§ WORK REQUIRED
In the data that follows, find the line containing "Reviewer note: confirm each instance of the br"; then quote that line and every line after it, exactly, through the last one.

[Stored records]

====

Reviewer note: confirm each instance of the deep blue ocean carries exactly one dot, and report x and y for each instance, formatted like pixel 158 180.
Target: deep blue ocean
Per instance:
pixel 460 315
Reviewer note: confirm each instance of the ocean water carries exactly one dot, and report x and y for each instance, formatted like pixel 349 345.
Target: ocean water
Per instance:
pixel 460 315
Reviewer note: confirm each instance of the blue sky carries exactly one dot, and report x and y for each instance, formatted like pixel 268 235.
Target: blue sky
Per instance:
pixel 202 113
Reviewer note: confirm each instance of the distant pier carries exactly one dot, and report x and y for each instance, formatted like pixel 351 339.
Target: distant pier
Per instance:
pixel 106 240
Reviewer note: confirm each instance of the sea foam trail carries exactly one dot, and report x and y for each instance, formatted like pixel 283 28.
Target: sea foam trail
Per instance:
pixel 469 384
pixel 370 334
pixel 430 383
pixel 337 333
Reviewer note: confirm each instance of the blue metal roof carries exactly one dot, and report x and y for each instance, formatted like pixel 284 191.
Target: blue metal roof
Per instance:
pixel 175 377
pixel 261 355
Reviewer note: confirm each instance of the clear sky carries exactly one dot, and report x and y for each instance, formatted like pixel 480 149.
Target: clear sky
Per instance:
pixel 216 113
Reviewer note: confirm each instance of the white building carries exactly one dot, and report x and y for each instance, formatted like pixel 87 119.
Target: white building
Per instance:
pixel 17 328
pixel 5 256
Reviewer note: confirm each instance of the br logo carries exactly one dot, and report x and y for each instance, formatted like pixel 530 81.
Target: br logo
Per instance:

====

§ ANSWER
Reviewer note: confirm each instance of the br logo carries exactly one dot, and report x and y for each instance, formatted like pixel 530 81.
Target: br logo
Per instance:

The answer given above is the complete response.